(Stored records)
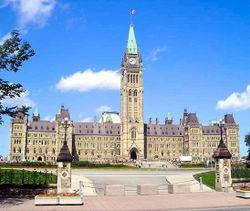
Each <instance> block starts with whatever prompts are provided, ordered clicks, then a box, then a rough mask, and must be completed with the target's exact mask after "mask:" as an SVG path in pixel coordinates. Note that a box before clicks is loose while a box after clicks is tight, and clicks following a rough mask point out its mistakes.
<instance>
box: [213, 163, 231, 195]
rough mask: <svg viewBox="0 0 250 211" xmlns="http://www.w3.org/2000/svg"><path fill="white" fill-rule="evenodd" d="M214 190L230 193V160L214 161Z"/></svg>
mask: <svg viewBox="0 0 250 211" xmlns="http://www.w3.org/2000/svg"><path fill="white" fill-rule="evenodd" d="M215 190H217V191H224V192H228V191H232V190H233V189H232V177H231V160H230V159H226V158H221V159H215Z"/></svg>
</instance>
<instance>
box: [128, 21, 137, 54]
mask: <svg viewBox="0 0 250 211" xmlns="http://www.w3.org/2000/svg"><path fill="white" fill-rule="evenodd" d="M127 52H128V54H134V55H137V54H138V51H137V44H136V40H135V33H134V26H133V24H130V25H129V32H128V42H127Z"/></svg>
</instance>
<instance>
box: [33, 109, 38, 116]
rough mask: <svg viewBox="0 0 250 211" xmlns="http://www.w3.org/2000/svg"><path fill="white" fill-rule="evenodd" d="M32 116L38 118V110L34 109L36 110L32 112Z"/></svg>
mask: <svg viewBox="0 0 250 211" xmlns="http://www.w3.org/2000/svg"><path fill="white" fill-rule="evenodd" d="M33 115H34V116H39V113H38V109H37V108H36V110H35V112H34V114H33Z"/></svg>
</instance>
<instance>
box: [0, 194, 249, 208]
mask: <svg viewBox="0 0 250 211" xmlns="http://www.w3.org/2000/svg"><path fill="white" fill-rule="evenodd" d="M83 199H84V200H83V201H84V205H83V206H46V207H45V206H44V207H43V206H34V200H27V199H9V200H8V199H6V200H2V201H0V210H6V211H7V210H8V211H13V210H17V211H24V210H25V211H29V210H32V211H36V210H41V211H44V210H55V211H56V210H71V211H73V210H90V211H91V210H96V211H104V210H111V211H118V210H119V211H120V210H131V211H133V210H137V211H142V210H147V211H151V210H155V211H156V210H190V209H204V210H207V209H209V208H223V207H224V208H228V207H231V208H233V207H246V206H247V207H249V209H250V200H248V199H241V198H237V197H235V193H234V192H233V193H232V192H231V193H223V192H206V193H189V194H167V195H155V196H138V195H137V196H114V197H107V196H87V197H84V198H83ZM249 209H248V210H249ZM233 210H235V209H233Z"/></svg>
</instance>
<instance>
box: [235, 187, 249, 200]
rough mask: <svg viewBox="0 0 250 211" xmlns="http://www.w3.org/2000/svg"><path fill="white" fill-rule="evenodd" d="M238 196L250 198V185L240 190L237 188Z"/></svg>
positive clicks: (245, 197) (237, 195)
mask: <svg viewBox="0 0 250 211" xmlns="http://www.w3.org/2000/svg"><path fill="white" fill-rule="evenodd" d="M236 196H237V197H241V198H245V199H250V187H244V188H241V189H240V190H236Z"/></svg>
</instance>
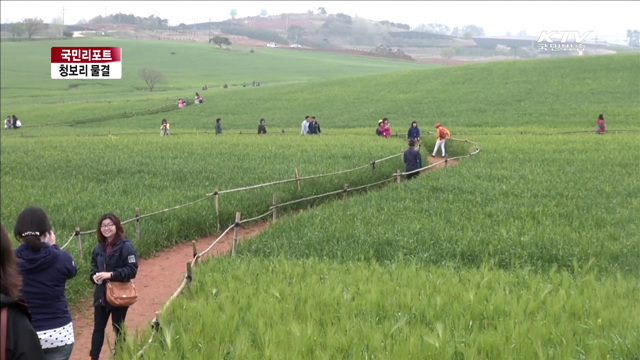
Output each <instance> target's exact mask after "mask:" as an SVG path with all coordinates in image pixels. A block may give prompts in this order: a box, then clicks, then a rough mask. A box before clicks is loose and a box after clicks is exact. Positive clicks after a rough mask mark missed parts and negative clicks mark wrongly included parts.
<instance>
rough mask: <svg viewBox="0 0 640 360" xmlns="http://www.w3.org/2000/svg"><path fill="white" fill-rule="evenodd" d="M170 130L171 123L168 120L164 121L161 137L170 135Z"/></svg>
mask: <svg viewBox="0 0 640 360" xmlns="http://www.w3.org/2000/svg"><path fill="white" fill-rule="evenodd" d="M170 129H171V125H169V122H168V121H167V119H162V122H161V123H160V135H161V136H167V135H169V130H170Z"/></svg>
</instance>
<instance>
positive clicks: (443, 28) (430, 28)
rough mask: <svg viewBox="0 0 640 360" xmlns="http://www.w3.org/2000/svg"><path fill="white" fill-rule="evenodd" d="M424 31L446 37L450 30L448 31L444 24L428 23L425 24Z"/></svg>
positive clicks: (447, 28) (446, 27)
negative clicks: (444, 36)
mask: <svg viewBox="0 0 640 360" xmlns="http://www.w3.org/2000/svg"><path fill="white" fill-rule="evenodd" d="M424 31H427V32H430V33H434V34H444V35H447V34H449V33H450V32H451V29H449V27H448V26H447V25H445V24H436V23H430V24H427V26H426V27H425V30H424Z"/></svg>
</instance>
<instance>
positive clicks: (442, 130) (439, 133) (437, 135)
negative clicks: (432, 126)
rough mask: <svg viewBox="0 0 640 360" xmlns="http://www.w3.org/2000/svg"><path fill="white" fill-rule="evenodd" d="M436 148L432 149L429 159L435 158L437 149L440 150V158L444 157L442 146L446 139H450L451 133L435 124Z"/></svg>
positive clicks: (446, 129) (444, 156)
mask: <svg viewBox="0 0 640 360" xmlns="http://www.w3.org/2000/svg"><path fill="white" fill-rule="evenodd" d="M435 127H436V146H435V147H434V148H433V153H431V157H436V152H438V148H439V147H441V148H442V157H445V156H446V150H445V148H444V144H445V142H446V140H447V138H448V137H451V132H450V131H449V130H448V129H447V128H445V127H444V126H442V124H440V123H436V125H435Z"/></svg>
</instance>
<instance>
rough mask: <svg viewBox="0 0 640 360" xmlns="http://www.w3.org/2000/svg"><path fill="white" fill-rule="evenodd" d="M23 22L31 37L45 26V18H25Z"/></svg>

WORK TASK
Scan the entries above for the string "coordinates" and copy each line that contains it.

RESULT OF THE EXERCISE
Each <instance> block starts with whatever prompts are provided, ordered clicks, then a box, then a rough mask, and must be completed with the target's exact mask after "mask:" as an SVG path in pixel coordinates. Note that a box before clicks is loose while a box after clicks is tight, and clicks following a rough mask point out its mistakes.
Output each <instance> target's exact mask after "mask:" as an SVG path with all coordinates in image pixels. A block may give prompts in this order: a box, then clicks, then a rough mask. A box before clicks is loose and a box after clicks is exact. Positive clicks after a rough mask mark missed parts and negative clicks mark wrongly included parts.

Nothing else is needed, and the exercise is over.